● **REQUIRED TASK**
Turn every one of the records below into a numbered list with one line per item, and leave out any blank lines.

● **EXTRACTED RECORDS**
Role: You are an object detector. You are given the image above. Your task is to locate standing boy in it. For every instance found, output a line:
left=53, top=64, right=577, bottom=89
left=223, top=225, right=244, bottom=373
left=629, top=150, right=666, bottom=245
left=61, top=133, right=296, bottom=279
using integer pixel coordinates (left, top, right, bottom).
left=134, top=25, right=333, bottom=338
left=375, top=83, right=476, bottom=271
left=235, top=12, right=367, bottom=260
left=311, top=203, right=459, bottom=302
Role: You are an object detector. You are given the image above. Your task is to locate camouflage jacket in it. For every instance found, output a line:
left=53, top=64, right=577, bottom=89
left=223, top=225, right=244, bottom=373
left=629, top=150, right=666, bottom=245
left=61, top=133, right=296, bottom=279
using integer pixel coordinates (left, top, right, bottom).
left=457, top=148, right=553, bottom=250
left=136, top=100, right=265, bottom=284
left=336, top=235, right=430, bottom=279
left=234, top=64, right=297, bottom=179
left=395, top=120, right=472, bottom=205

● **ANSWER**
1. Role: You are an object detector. You are given the image above. Your task is to locate standing boy in it. For every instance found, output a line:
2. left=53, top=64, right=577, bottom=89
3. left=223, top=225, right=244, bottom=373
4. left=629, top=150, right=666, bottom=245
5. left=61, top=133, right=296, bottom=279
6. using integer pixel coordinates (left, top, right, bottom).
7. left=134, top=25, right=333, bottom=338
8. left=375, top=83, right=476, bottom=271
9. left=235, top=12, right=367, bottom=260
10. left=311, top=203, right=459, bottom=302
11. Role: You are an object detector. You are given the image above. Your task is to locate camouflage jacket in it. For every instance found, output a line:
12. left=53, top=64, right=577, bottom=89
13. left=223, top=225, right=244, bottom=373
14. left=629, top=150, right=666, bottom=245
15. left=61, top=133, right=296, bottom=279
16. using integer pixel coordinates (left, top, right, bottom).
17. left=457, top=148, right=553, bottom=250
18. left=136, top=100, right=265, bottom=284
19. left=336, top=235, right=430, bottom=279
20. left=234, top=64, right=297, bottom=179
21. left=395, top=120, right=472, bottom=205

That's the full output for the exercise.